DATA FOR THIS EXERCISE
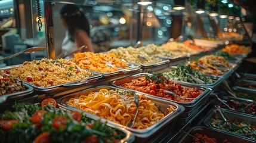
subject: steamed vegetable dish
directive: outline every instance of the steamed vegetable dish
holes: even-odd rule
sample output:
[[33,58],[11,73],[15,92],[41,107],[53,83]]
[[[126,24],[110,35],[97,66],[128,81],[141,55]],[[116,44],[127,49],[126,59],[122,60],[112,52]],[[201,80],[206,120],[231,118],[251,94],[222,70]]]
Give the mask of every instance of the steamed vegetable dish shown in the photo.
[[54,101],[16,103],[0,114],[1,142],[118,142],[125,136],[78,111],[57,108]]
[[186,73],[199,78],[203,81],[206,85],[212,84],[215,82],[210,76],[204,74],[202,72],[196,69],[192,69],[190,65],[179,64],[177,68],[165,72],[163,73],[163,74],[168,80],[174,79],[196,83],[196,82],[190,76],[187,75]]

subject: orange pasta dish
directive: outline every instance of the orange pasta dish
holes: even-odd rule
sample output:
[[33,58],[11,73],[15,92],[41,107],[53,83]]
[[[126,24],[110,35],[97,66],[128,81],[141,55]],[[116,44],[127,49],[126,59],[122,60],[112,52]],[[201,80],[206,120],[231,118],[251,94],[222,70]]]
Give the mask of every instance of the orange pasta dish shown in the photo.
[[[118,67],[128,68],[127,63],[116,58],[114,54],[97,53],[91,52],[81,52],[74,55],[75,62],[79,67],[101,73],[111,73],[119,70]],[[112,67],[107,65],[104,61],[114,66]]]
[[[129,91],[101,89],[97,92],[91,92],[88,95],[72,98],[67,104],[126,126],[133,121],[137,111],[134,95]],[[139,100],[139,108],[132,128],[145,129],[164,118],[165,114],[159,111],[154,102],[144,95],[137,96]],[[175,110],[172,107],[167,110],[166,114]]]

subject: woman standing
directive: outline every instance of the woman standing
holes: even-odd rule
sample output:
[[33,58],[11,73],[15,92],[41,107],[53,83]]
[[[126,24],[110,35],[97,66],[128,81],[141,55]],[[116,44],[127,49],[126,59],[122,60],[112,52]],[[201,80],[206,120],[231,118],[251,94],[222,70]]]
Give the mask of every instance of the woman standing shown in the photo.
[[84,51],[94,52],[90,37],[89,23],[83,13],[75,5],[65,5],[60,10],[60,18],[67,29],[62,42],[62,54],[68,55],[83,45]]

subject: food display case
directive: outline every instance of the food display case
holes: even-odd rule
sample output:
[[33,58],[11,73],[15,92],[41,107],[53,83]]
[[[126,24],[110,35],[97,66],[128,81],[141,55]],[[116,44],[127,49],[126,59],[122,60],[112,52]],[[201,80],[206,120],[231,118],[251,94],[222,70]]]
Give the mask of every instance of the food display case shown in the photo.
[[[21,10],[26,7],[23,2],[19,2],[21,14],[24,11]],[[227,37],[231,33],[221,33],[217,23],[218,17],[209,16],[208,13],[195,13],[197,10],[187,1],[183,5],[177,2],[30,1],[33,20],[31,33],[33,36],[26,38],[23,42],[28,47],[45,46],[47,50],[43,51],[43,58],[38,59],[40,56],[36,57],[36,54],[40,53],[36,52],[29,56],[31,60],[20,63],[21,64],[0,69],[1,94],[7,92],[8,86],[11,87],[7,89],[14,90],[13,81],[22,83],[25,88],[21,91],[11,91],[13,93],[0,95],[0,107],[9,110],[12,108],[11,104],[21,102],[36,102],[40,107],[39,102],[42,101],[41,106],[51,104],[47,107],[50,108],[44,108],[44,106],[40,108],[47,111],[51,109],[50,112],[53,113],[48,113],[47,116],[51,114],[49,117],[54,119],[63,112],[53,110],[53,105],[68,113],[78,111],[83,120],[100,120],[107,129],[122,135],[114,133],[117,140],[107,140],[106,142],[188,142],[200,141],[197,138],[202,135],[196,136],[198,134],[203,134],[203,136],[208,136],[206,138],[215,138],[218,141],[255,142],[253,130],[250,131],[251,135],[246,132],[243,136],[230,133],[233,128],[227,132],[209,125],[210,118],[221,119],[215,110],[220,106],[221,113],[227,116],[229,120],[236,120],[255,126],[252,105],[255,105],[256,96],[255,89],[252,88],[256,85],[255,75],[246,73],[236,75],[236,81],[246,83],[248,87],[233,86],[231,79],[237,74],[236,71],[250,52],[251,48],[229,43],[229,40],[233,40]],[[59,56],[67,30],[62,23],[60,11],[66,5],[79,7],[88,18],[95,54],[75,50],[69,56]],[[61,57],[63,59],[58,59]],[[23,71],[23,69],[26,70]],[[219,73],[211,72],[215,70]],[[64,82],[61,83],[63,80]],[[229,90],[223,88],[223,85],[227,84],[231,86]],[[214,94],[233,107],[235,103],[245,102],[253,110],[245,113],[246,111],[227,109],[223,102],[212,96]],[[138,105],[136,98],[139,99]],[[150,109],[145,110],[148,107]],[[128,108],[129,113],[122,113]],[[4,121],[14,120],[14,123],[20,123],[20,119],[8,116],[10,114],[6,113],[5,109],[0,110],[0,132],[4,133],[7,132],[2,128]],[[111,116],[107,116],[107,113]],[[42,124],[49,130],[44,130],[44,126],[39,128],[40,132],[57,132],[59,136],[64,135],[61,134],[62,130],[47,125],[45,120],[48,116],[33,114],[26,117],[29,123],[34,122],[34,116],[40,119],[39,123],[30,125],[33,128]],[[66,117],[73,117],[70,113],[61,116],[65,117],[64,123],[76,125],[73,120],[65,122]],[[150,116],[152,119],[162,117],[151,121],[153,119],[148,118]],[[129,122],[124,123],[122,119]],[[134,123],[131,126],[132,121]],[[140,123],[147,126],[140,126],[138,125]],[[84,126],[79,128],[85,128],[90,133],[94,132],[95,134],[92,135],[94,139],[106,138],[108,129],[97,132],[94,130],[97,128],[91,125],[82,123]],[[18,125],[13,127],[9,129],[10,132],[18,128]],[[65,128],[65,125],[63,126],[63,130],[67,129]],[[29,138],[29,141],[35,142],[39,138],[37,133]],[[74,134],[84,135],[73,130],[70,135],[73,136]],[[58,139],[64,139],[64,137]]]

WHAT THE TASK REQUIRES
Copy out the records from their start through the line containing "Give the mask of every instance of the steamed", both ends included, leaving out the pictures.

FINISHED TASK
subject: steamed vegetable dish
directive: outline every instance of the steamed vegetable dish
holes: even-odd rule
sample output:
[[33,58],[11,73],[15,92],[41,107],[53,83]]
[[[126,24],[110,35],[97,66],[128,81],[141,55]],[[116,44],[127,49],[126,59],[122,60],[112,52]],[[201,80],[206,120],[231,118],[251,94],[222,70]]]
Give the mask of every instance of the steamed vegetable dish shown in the photo.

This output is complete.